WRITTEN REQUEST | Starting at the line that contains "Please provide the mask of every instance of the white" and ending at the line that contains "665 217 L 636", rewrite only those lines of the items, leaving all their wording unchanged except that each outline coordinate in the answer is scaled by 1.45 and rounded to a whole number, with halves rounded up.

GIVEN RECORDS |

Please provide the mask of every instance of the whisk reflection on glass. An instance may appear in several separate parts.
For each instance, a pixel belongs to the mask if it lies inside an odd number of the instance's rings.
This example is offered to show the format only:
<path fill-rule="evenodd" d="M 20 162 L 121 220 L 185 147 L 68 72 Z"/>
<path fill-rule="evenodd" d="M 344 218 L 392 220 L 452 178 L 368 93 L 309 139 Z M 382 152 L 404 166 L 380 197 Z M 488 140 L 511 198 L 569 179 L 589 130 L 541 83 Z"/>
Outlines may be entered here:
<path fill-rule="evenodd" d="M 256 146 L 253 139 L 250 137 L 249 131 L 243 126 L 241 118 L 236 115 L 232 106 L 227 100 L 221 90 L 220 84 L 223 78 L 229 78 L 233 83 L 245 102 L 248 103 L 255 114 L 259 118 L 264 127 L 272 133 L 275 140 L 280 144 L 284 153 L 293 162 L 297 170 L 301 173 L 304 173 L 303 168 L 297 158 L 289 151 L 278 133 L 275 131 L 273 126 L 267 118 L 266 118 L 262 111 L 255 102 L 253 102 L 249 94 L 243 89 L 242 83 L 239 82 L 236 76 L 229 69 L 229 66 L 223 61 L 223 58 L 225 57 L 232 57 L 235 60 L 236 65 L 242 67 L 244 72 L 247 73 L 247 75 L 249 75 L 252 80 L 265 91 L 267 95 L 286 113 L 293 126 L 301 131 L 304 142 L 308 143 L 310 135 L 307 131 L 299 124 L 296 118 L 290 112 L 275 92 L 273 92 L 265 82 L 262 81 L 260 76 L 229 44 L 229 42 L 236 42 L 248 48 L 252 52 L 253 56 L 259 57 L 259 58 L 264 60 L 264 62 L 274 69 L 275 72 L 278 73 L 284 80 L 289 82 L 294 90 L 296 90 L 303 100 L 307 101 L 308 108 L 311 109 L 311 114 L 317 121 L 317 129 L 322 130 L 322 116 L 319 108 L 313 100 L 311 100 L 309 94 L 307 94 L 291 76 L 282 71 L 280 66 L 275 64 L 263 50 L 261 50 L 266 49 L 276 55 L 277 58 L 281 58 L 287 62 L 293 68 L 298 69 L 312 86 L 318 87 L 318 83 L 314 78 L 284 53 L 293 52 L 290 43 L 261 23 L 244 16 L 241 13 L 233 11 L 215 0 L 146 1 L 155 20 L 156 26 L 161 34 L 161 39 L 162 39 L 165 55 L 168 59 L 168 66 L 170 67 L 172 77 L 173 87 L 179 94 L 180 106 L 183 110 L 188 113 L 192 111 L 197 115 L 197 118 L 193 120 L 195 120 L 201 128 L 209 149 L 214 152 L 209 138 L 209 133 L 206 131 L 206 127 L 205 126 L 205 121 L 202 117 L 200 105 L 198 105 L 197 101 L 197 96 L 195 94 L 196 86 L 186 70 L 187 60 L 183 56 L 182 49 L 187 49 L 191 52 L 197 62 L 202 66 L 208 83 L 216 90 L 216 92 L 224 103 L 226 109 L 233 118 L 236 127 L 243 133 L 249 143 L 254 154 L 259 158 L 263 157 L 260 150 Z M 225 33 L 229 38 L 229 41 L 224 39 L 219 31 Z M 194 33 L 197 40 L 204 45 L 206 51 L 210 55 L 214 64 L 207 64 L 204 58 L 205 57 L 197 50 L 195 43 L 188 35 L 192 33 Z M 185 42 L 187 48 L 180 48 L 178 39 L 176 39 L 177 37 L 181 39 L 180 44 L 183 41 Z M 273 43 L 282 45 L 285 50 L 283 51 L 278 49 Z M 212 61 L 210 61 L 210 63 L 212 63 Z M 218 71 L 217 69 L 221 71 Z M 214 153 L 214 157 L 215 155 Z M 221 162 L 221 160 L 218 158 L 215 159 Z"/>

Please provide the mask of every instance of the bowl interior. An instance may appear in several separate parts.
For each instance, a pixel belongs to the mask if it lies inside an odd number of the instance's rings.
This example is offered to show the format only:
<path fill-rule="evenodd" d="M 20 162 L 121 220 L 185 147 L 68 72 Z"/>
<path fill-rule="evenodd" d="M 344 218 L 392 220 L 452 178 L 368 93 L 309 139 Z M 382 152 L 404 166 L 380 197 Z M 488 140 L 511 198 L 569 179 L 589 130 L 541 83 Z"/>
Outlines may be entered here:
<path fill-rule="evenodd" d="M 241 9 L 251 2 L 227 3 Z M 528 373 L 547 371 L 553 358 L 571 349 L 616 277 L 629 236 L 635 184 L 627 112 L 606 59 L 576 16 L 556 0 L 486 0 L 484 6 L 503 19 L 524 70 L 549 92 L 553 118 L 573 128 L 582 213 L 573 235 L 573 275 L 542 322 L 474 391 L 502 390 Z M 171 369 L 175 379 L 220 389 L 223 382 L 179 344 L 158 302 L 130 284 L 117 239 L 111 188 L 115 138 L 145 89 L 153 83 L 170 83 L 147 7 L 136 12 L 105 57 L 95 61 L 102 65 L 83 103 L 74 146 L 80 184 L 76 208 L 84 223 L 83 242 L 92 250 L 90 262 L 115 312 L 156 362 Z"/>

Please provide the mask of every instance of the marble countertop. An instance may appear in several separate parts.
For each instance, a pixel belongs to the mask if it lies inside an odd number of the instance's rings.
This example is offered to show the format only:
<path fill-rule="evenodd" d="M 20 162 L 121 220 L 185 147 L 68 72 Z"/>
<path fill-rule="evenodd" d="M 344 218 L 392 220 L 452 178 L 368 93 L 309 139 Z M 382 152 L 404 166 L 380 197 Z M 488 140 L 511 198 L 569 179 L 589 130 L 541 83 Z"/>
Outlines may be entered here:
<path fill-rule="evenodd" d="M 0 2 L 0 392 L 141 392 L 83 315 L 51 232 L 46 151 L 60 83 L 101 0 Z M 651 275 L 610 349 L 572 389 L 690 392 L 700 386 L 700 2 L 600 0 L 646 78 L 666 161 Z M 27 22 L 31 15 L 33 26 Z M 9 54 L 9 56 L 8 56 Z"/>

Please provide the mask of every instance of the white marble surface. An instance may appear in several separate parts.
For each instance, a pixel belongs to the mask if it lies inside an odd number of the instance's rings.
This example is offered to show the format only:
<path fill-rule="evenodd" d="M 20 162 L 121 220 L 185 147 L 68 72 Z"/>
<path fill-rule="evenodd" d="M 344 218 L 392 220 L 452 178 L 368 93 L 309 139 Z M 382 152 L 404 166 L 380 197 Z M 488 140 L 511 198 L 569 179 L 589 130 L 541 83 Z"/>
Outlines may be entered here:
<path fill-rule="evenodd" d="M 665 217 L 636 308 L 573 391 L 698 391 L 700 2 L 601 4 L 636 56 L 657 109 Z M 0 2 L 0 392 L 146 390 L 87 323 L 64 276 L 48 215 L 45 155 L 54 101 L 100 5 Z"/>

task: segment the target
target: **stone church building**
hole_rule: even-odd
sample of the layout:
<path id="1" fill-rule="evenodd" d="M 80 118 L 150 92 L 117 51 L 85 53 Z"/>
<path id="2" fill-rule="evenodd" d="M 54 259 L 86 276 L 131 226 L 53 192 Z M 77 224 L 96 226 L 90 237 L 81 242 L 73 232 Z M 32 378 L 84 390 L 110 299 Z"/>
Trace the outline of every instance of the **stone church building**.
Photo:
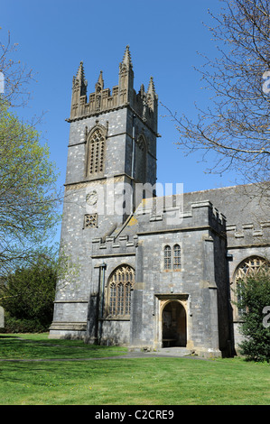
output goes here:
<path id="1" fill-rule="evenodd" d="M 61 246 L 78 269 L 59 281 L 51 337 L 130 349 L 228 355 L 240 340 L 239 279 L 270 256 L 256 185 L 156 197 L 158 97 L 134 89 L 128 46 L 118 85 L 87 95 L 73 78 Z"/>

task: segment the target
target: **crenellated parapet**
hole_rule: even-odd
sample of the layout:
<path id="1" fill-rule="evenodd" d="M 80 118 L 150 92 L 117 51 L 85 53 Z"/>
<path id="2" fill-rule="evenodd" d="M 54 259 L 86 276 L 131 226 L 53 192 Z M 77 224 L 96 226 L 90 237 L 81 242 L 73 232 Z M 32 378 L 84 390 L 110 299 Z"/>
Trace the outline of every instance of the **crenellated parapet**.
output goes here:
<path id="1" fill-rule="evenodd" d="M 153 203 L 154 200 L 154 203 Z M 188 211 L 181 204 L 158 208 L 164 198 L 144 199 L 126 223 L 105 239 L 92 239 L 92 254 L 107 255 L 135 252 L 140 235 L 172 232 L 213 232 L 226 237 L 226 217 L 209 201 L 192 203 Z"/>
<path id="2" fill-rule="evenodd" d="M 134 71 L 126 46 L 123 60 L 119 64 L 118 85 L 112 90 L 104 88 L 103 72 L 100 71 L 95 91 L 87 95 L 88 81 L 81 61 L 76 77 L 73 77 L 70 116 L 68 122 L 109 112 L 129 106 L 154 131 L 157 129 L 157 94 L 153 77 L 147 91 L 142 84 L 138 93 L 134 89 Z"/>
<path id="3" fill-rule="evenodd" d="M 228 248 L 265 244 L 270 240 L 270 221 L 227 226 Z"/>

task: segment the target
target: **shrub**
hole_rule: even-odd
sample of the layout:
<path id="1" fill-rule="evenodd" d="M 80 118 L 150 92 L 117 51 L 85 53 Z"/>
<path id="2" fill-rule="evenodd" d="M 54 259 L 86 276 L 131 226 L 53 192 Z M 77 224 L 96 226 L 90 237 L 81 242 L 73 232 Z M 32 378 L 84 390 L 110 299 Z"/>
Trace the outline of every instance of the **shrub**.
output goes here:
<path id="1" fill-rule="evenodd" d="M 264 308 L 270 305 L 270 272 L 264 269 L 238 284 L 237 307 L 244 322 L 240 331 L 245 339 L 240 353 L 247 359 L 270 361 L 270 327 L 264 323 Z"/>
<path id="2" fill-rule="evenodd" d="M 52 321 L 56 280 L 51 261 L 41 260 L 3 279 L 0 301 L 7 313 L 5 327 L 47 329 Z"/>

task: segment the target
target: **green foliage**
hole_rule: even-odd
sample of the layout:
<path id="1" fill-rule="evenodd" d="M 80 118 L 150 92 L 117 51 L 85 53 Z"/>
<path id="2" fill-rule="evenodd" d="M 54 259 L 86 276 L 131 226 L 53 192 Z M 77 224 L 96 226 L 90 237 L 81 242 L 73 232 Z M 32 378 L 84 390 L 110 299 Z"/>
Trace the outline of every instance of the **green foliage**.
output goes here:
<path id="1" fill-rule="evenodd" d="M 241 333 L 241 354 L 249 360 L 270 362 L 270 327 L 264 322 L 263 309 L 270 305 L 270 274 L 265 269 L 239 284 L 237 307 L 244 322 Z"/>
<path id="2" fill-rule="evenodd" d="M 44 331 L 52 321 L 57 263 L 39 258 L 2 279 L 0 303 L 7 312 L 6 331 Z"/>
<path id="3" fill-rule="evenodd" d="M 0 97 L 0 275 L 33 257 L 59 220 L 58 175 L 33 124 Z"/>

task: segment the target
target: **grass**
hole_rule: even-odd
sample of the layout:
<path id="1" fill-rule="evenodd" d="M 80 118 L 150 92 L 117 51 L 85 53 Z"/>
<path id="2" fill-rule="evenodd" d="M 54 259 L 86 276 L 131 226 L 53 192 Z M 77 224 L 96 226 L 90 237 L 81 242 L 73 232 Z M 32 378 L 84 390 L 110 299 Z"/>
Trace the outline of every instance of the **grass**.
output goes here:
<path id="1" fill-rule="evenodd" d="M 270 369 L 242 358 L 115 358 L 102 347 L 47 335 L 0 336 L 2 405 L 269 405 Z M 102 360 L 86 361 L 87 358 Z M 54 361 L 46 361 L 46 359 Z M 57 361 L 55 359 L 68 359 Z M 72 359 L 81 359 L 72 361 Z M 69 360 L 70 359 L 70 361 Z"/>

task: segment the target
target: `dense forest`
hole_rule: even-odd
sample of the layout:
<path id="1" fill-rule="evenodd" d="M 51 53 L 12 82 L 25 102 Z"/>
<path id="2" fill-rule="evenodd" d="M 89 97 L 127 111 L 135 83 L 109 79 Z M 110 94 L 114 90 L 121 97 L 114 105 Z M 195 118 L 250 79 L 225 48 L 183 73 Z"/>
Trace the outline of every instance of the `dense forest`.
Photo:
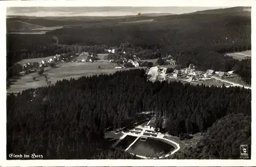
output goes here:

COMPLETE ANSWER |
Please provide the mask of every instance of the white marble surface. An instance may appear in several separate parts.
For each instance, a pixel belongs to the mask if it lies inside an odd number of the instance's rings.
This example is offered to show the format only:
<path fill-rule="evenodd" d="M 20 162 L 121 220 L 185 147 L 68 72 Z"/>
<path fill-rule="evenodd" d="M 344 218 L 392 220 L 452 178 L 368 93 L 309 139 Z M 382 152 L 404 166 L 380 197 Z M 488 140 L 511 198 L 569 179 L 589 130 L 541 83 Z"/>
Outlines may be entered here:
<path fill-rule="evenodd" d="M 964 315 L 922 447 L 831 567 L 1012 567 L 1015 3 L 871 6 L 922 81 L 953 158 Z M 0 3 L 0 568 L 212 566 L 126 468 L 93 400 L 70 312 L 65 225 L 78 146 L 145 7 Z"/>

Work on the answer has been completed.